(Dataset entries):
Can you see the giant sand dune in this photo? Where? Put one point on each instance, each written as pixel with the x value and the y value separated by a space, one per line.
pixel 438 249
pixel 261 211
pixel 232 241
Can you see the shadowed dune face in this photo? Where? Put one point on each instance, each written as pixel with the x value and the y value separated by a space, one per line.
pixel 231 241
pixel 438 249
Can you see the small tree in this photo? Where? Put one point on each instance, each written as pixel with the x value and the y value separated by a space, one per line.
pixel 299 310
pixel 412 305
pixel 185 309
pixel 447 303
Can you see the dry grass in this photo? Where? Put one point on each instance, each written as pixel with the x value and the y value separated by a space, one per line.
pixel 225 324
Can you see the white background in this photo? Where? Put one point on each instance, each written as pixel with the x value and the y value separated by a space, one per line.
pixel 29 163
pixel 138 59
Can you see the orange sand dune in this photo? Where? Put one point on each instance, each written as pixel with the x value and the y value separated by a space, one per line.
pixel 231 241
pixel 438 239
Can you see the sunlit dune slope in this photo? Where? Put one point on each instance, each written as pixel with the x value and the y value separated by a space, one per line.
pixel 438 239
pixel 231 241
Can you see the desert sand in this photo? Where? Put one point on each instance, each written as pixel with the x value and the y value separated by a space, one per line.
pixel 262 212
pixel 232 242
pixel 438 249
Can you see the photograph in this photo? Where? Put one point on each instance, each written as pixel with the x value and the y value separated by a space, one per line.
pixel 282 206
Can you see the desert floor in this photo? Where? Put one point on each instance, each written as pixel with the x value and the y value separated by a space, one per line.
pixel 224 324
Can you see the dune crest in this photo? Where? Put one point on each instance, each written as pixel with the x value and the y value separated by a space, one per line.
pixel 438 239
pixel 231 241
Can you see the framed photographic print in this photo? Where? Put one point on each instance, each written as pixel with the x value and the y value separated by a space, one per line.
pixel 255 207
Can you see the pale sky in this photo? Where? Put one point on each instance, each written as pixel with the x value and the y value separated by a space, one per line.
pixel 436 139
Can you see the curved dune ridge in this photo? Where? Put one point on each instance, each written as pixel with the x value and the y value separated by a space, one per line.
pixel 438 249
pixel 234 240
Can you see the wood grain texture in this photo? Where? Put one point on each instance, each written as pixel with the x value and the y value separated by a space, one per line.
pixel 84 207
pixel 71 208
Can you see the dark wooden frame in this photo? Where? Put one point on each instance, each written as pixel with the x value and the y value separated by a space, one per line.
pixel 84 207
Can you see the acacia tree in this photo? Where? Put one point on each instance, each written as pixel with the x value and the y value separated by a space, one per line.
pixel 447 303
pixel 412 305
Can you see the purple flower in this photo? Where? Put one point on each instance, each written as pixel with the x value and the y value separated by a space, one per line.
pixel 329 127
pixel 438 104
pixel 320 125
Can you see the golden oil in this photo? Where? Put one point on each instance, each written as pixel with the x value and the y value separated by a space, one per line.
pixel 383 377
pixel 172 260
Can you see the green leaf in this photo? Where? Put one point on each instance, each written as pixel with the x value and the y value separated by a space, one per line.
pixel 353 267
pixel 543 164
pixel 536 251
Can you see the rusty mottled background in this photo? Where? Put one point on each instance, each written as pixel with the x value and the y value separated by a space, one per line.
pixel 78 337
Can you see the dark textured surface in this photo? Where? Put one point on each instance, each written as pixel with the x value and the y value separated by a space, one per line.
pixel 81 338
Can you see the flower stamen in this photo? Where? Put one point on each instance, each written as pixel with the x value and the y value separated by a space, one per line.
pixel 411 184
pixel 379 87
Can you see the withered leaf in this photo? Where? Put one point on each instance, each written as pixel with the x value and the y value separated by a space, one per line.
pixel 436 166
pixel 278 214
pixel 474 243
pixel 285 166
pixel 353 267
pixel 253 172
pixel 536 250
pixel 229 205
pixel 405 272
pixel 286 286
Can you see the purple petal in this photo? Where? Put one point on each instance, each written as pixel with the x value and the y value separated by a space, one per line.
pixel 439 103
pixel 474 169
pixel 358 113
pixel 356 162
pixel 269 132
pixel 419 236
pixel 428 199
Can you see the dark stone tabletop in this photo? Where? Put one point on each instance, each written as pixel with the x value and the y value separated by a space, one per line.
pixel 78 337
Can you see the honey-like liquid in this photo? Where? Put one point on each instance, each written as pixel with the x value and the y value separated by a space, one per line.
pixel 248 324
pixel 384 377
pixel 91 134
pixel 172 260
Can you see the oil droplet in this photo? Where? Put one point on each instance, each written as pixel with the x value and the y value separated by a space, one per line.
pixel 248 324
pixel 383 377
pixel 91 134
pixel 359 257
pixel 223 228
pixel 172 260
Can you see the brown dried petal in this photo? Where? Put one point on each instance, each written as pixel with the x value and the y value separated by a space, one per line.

(Challenge):
Render every line of the material above as a numbered list, leaving out any blank lines.

(Output for this task):
1. Can you see the giant sand dune in this photo? Where? Put one point on each instance, each written as pixel with the x value and the y value separated by a space, one per line.
2. pixel 438 249
3. pixel 261 211
4. pixel 232 241
5. Can you see the shadowed dune face in this photo? Where? Put one point on each instance, each written as pixel with the x value and the y value separated by a space, one per line.
6. pixel 231 241
7. pixel 438 249
8. Can you see the small tree in this photo? Where? Put one point on each instance, each written as pixel with the x value and the y value separated by a space, one per line.
9. pixel 299 310
10. pixel 412 305
11. pixel 185 309
12. pixel 447 303
13. Can you see the dry grass in this photo? Where? Put one point on each instance, each written as pixel with the x value and the y value separated by a space, one per line.
14. pixel 225 324
15. Can you see the white background in this photo? Where? Put one point on each instance, each written as pixel with the x value and the y value separated by a space, one per line.
16. pixel 29 163
17. pixel 138 59
18. Can you see the orange sand dune in this photo? Where? Put one point on each instance, each written as pixel with the x value and the y value separated by a space, one per line.
19. pixel 231 241
20. pixel 438 239
21. Can you see the sunlit dune slope in this photo? Where? Put one point on each instance, each written as pixel with the x value and the y value separated by a space, one per line.
22. pixel 438 239
23. pixel 231 241
24. Can you see the desert sand in this photo? Where? Put one point on each instance, each written as pixel with the x value and the y value separated by a space, one per line.
25. pixel 262 212
26. pixel 232 242
27. pixel 438 249
28. Can you see the photograph in this photo? Where? Put one point on each instance, each written as pixel with the x value and the y value separated by a space, one per line.
29. pixel 282 206
30. Can you see the desert floor in this photo? Where? Put one point on each instance, each written as pixel with the x value and the y value separated by a space, one per line.
31. pixel 224 324
32. Can you see the dune crest in this photo? Where? Put one point on each instance, each written as pixel with the x value and the y value separated by a space, one per line.
33. pixel 438 239
34. pixel 231 241
35. Can you see the framed photographic print in this photo? Where? Put one point on each instance, each written as pixel with the x value and the y value separated by a space, one per line.
36. pixel 255 207
37. Can you see the pale sky in this photo? Where? Put one point on each instance, each written as pixel with the x value and the y value separated by a space, one per line.
38. pixel 436 139
39. Can you see the curved dune ridge in this photo? Where? Put one point on each instance, each written as pixel with the x value and the y value separated by a space, one per line.
40. pixel 438 249
41. pixel 234 240
42. Can you see the wood grain texture in this photo? Where? Put one point on each instance, each written as pixel with the x value and the y value separated by a space, one per line.
43. pixel 84 207
44. pixel 71 208
45. Can you see the dark wooden frame in this photo? Where? Put one point on each instance, each written as pixel with the x value and the y value separated by a space, one per line.
46. pixel 84 207
47. Can you see the acacia tree in this photo? Where? Put one point on each instance, each written as pixel with the x value and the y value separated by a space, one per line.
48. pixel 447 303
49. pixel 412 305
50. Can you see the purple flower in this photo? Where? Put one point on each instance, each written as pixel with the x value and the y value separated by a space, one per line.
51. pixel 329 127
52. pixel 438 104
53. pixel 320 125
54. Can you see the golden oil in this photo? Where? Put one point on each instance, each written as pixel with the x value and the y value separated by a space, one per line.
55. pixel 383 377
56. pixel 172 260
57. Can you see the green leaf in this photo? Where? Put one point on each instance, each written as pixel with the x value and the y value separated by a space, one per line.
58. pixel 353 267
59. pixel 543 164
60. pixel 536 251
61. Can you see the rusty mottled background in this photo? Where? Put one point on each instance, each written as pixel with the x value and the y value separated by a space, one per line.
62. pixel 78 337
63. Can you see the dark textured surface in this photo? Where? Put one point on each instance, each written as pixel with the x value and the y value separated by a space, one per line.
64. pixel 81 338
65. Can you see the flower stamen in this photo? Where? Put one point on each instance, each written as pixel with the x value and the y value separated by a space, one per line.
66. pixel 411 184
67. pixel 379 87
68. Can you see the withered leaf in this photo? Where? Put one point on each instance, each written as pixel with the x value and the y value separated by a space, one per line.
69. pixel 436 166
70. pixel 278 214
71. pixel 474 243
72. pixel 285 166
73. pixel 353 267
74. pixel 253 172
75. pixel 536 250
76. pixel 229 205
77. pixel 405 272
78. pixel 286 286
79. Can you see the purple petal in this photo? Where? Put one point on each instance, each written as pixel with the x value and the y value separated by a space, one per line.
80. pixel 439 103
81. pixel 474 169
82. pixel 358 113
83. pixel 356 162
84. pixel 269 132
85. pixel 419 236
86. pixel 428 199
87. Can you see the dark stone tabletop in this photo? Where? Put one point on each instance, each written as pixel with the x value and the y value separated by a space, one per line.
88. pixel 78 337
89. Can you see the honey-like liquid in this photo? Where? Put one point on each instance, each written as pixel with the x value and the y value separated by a space, one per line.
90. pixel 248 324
91. pixel 384 377
92. pixel 91 134
93. pixel 172 260
94. Can you see the oil droplet in this photo? Where? Put one point on each instance, each written as pixel with the x value and the y value separated by a space, one per line.
95. pixel 248 324
96. pixel 383 377
97. pixel 91 134
98. pixel 359 257
99. pixel 223 228
100. pixel 172 260
101. Can you see the brown dried petal in this photo? Where? Put one point on each instance, each written as pixel with the x value and the y value separated by a space, one per line.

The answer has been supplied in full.